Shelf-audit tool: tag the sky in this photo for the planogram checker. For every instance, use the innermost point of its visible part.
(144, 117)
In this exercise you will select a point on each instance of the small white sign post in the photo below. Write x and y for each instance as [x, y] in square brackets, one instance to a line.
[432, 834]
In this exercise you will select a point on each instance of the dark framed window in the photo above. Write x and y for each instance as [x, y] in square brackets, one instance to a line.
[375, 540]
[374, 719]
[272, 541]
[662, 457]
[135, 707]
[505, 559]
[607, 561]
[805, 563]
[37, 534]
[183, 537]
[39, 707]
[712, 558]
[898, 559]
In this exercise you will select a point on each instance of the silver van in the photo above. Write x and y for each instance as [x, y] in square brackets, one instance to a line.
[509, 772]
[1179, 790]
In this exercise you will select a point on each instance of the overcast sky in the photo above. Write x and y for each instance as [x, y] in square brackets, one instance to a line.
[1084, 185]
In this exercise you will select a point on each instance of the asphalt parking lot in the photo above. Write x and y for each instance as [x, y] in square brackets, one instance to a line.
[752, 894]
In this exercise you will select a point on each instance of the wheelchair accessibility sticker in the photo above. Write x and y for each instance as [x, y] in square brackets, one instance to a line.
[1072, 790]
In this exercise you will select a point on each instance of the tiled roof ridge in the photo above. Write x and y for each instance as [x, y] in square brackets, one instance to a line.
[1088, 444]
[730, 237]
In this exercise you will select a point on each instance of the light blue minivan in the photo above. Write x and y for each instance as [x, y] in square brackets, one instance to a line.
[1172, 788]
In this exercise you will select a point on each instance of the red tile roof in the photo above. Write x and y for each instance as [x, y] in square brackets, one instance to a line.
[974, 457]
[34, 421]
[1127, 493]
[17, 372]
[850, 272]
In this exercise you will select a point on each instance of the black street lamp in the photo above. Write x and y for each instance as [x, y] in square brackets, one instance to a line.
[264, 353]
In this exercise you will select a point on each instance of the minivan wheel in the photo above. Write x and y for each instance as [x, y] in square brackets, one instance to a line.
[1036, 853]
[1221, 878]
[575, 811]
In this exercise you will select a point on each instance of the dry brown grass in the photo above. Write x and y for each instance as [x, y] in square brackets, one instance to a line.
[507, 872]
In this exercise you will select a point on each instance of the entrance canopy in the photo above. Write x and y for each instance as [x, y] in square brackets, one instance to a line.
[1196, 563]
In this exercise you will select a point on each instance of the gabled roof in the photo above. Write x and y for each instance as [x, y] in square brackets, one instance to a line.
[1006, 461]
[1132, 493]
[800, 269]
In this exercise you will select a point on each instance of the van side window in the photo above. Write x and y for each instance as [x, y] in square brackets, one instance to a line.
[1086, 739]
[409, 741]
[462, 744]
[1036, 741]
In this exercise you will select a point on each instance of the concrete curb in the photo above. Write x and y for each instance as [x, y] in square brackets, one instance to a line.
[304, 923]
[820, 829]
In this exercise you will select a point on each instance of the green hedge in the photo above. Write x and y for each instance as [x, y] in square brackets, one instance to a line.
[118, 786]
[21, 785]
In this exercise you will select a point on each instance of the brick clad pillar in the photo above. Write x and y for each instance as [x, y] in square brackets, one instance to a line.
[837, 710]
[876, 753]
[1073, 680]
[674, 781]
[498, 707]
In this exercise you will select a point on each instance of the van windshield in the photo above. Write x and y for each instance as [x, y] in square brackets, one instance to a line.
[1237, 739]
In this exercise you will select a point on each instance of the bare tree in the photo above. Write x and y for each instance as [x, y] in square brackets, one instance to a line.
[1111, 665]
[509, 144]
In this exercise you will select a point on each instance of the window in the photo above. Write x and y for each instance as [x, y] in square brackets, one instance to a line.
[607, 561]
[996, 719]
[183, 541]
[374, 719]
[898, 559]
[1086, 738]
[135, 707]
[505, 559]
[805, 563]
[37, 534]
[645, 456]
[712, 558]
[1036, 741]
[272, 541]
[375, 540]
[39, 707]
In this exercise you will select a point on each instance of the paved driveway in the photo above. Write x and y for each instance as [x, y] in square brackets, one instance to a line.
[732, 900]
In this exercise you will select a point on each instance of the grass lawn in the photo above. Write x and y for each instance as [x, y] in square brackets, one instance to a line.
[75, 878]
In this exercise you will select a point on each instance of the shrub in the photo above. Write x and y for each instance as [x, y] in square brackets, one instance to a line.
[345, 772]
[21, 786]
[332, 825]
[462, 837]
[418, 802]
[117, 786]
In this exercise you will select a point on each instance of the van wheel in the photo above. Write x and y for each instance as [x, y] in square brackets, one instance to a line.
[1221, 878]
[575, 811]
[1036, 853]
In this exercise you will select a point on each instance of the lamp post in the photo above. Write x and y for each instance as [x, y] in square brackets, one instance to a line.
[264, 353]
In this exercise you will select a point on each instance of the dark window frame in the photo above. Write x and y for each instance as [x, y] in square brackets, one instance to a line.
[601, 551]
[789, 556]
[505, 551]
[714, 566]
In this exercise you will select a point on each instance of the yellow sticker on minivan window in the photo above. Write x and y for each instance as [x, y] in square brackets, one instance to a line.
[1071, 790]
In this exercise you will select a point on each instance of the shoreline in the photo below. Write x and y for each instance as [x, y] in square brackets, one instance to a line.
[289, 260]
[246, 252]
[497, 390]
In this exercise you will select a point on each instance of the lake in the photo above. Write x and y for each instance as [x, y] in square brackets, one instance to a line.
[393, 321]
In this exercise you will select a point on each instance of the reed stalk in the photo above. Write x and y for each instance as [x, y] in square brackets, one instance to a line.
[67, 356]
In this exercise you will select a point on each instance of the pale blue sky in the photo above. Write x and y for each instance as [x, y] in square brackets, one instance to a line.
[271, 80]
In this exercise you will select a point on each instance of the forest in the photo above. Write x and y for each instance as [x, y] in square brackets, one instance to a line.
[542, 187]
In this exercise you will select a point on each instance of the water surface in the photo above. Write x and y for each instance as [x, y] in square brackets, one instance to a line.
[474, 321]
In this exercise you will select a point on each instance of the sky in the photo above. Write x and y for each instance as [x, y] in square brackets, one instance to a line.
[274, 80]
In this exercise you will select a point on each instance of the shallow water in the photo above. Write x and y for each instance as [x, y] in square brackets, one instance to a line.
^^^^^^^^^^^^^^^^
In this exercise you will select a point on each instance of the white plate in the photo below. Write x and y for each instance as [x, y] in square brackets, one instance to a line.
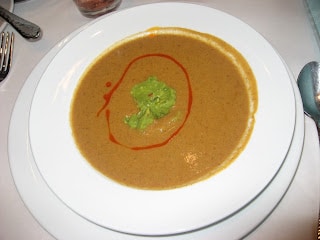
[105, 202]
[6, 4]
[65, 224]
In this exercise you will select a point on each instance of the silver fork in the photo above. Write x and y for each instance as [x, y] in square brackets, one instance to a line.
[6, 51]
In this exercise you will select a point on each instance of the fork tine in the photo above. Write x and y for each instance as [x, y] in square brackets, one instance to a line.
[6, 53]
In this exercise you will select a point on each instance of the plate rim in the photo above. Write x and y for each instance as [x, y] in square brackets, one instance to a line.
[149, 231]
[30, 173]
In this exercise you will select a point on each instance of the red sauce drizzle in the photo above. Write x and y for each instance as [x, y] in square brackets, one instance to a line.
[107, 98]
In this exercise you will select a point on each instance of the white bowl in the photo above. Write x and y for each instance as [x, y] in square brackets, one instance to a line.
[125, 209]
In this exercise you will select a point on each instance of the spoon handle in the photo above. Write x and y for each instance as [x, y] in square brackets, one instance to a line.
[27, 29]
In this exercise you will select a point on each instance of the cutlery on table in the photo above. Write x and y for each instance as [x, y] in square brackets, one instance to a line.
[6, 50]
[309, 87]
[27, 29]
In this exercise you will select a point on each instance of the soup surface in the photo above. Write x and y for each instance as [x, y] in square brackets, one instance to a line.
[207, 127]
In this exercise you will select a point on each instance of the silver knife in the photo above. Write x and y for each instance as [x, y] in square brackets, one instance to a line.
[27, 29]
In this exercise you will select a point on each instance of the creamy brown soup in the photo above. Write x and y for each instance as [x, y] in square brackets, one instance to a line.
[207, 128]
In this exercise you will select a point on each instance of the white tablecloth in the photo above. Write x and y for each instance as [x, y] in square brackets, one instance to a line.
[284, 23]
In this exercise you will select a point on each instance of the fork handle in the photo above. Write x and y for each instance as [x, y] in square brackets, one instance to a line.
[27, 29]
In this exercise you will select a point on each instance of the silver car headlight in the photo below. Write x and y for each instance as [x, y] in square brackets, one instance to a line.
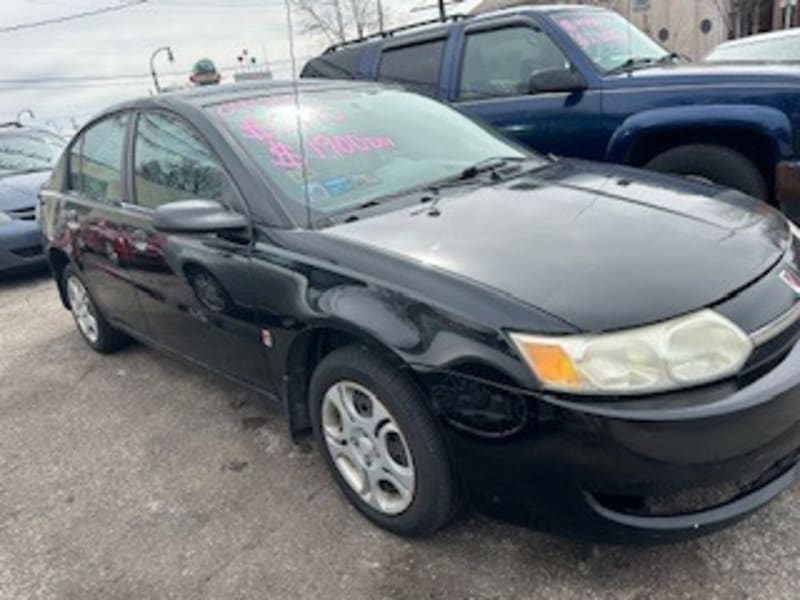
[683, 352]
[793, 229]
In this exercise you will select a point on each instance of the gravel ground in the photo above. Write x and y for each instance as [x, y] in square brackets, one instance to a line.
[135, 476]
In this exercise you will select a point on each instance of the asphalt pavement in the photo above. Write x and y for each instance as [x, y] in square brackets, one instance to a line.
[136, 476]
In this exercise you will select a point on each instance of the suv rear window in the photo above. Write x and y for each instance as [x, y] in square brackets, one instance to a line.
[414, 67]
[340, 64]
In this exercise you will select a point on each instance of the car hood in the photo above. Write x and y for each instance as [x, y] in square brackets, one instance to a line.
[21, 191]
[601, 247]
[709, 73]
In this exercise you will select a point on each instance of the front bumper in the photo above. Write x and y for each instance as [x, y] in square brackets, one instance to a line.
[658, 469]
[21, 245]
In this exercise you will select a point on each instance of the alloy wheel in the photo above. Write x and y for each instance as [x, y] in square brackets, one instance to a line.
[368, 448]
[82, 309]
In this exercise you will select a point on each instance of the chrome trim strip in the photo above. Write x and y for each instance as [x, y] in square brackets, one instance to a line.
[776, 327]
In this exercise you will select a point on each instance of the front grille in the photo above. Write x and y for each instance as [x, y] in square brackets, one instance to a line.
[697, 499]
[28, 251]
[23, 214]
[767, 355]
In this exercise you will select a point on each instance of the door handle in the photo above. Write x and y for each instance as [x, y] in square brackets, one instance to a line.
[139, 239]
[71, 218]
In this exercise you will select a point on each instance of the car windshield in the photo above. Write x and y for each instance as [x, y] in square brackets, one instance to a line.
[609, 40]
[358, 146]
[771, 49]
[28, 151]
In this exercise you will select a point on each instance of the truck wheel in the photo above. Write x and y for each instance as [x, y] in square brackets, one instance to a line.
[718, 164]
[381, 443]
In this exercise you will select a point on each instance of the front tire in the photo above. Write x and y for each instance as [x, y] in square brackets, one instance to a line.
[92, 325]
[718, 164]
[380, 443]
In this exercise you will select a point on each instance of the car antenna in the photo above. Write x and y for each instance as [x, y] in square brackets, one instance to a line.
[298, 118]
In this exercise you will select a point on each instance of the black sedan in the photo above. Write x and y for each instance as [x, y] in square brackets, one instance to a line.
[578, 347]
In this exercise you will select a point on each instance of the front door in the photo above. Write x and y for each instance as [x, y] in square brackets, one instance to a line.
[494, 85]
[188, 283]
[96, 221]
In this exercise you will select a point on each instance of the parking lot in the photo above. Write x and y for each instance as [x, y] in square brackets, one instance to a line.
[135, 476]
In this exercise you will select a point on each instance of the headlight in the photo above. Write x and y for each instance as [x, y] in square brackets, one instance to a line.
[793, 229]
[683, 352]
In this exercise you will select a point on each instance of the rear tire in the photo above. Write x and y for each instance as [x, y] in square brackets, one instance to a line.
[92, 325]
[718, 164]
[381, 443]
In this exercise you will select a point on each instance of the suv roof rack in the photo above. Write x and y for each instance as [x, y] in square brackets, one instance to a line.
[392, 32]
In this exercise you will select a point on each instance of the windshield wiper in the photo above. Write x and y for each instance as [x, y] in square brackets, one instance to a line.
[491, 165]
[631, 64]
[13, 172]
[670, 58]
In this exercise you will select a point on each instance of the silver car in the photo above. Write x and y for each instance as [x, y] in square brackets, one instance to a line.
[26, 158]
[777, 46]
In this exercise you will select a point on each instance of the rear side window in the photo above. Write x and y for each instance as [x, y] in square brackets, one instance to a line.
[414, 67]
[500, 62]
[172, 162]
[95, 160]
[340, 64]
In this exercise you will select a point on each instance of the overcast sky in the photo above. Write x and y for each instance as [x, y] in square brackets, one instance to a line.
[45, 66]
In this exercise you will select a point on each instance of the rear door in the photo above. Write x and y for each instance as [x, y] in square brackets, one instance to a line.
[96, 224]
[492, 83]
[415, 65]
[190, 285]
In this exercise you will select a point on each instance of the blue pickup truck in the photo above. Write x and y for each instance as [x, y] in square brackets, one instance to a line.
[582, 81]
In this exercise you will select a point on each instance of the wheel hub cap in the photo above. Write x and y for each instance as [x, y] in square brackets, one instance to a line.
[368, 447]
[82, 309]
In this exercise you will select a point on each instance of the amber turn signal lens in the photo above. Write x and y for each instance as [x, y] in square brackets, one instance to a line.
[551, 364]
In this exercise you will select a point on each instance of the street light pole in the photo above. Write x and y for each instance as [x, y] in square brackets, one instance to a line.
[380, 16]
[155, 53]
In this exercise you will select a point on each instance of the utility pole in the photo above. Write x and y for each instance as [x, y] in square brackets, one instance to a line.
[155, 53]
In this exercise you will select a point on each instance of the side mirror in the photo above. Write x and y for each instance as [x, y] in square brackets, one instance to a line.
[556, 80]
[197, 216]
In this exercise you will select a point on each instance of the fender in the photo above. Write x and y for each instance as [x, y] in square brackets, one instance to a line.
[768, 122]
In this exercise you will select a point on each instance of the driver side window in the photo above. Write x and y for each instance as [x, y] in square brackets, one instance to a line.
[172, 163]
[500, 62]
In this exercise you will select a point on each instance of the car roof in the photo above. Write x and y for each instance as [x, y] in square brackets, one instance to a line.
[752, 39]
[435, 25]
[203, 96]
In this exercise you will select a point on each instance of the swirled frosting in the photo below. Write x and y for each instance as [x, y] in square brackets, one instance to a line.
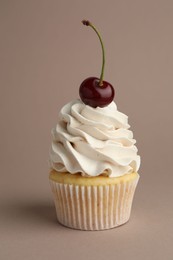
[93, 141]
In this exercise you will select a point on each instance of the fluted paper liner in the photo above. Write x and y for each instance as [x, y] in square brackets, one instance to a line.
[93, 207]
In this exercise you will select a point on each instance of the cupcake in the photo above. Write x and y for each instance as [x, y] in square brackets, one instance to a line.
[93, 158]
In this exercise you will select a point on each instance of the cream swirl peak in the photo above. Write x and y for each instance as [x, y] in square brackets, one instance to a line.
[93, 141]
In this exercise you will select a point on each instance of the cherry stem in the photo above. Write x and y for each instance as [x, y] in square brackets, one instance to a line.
^^^^^^^^^^^^^^^^
* _TASK DIRECTIONS_
All lines above from the line with "instance of the sky" through the line with "of the shallow", both included, are to be set down exactly, with nothing else.

* _EXPECTED ANSWER_
In this exercise you will select a point on each instance of the sky in the photo above. Write x and y for each instance as [x, y] in square brackets, one instance to a line.
[274, 80]
In this exercise you will select a point on each instance of the shallow water in the photo above. Write x and y for each instance as [x, y] in square brackets, one instance to a line.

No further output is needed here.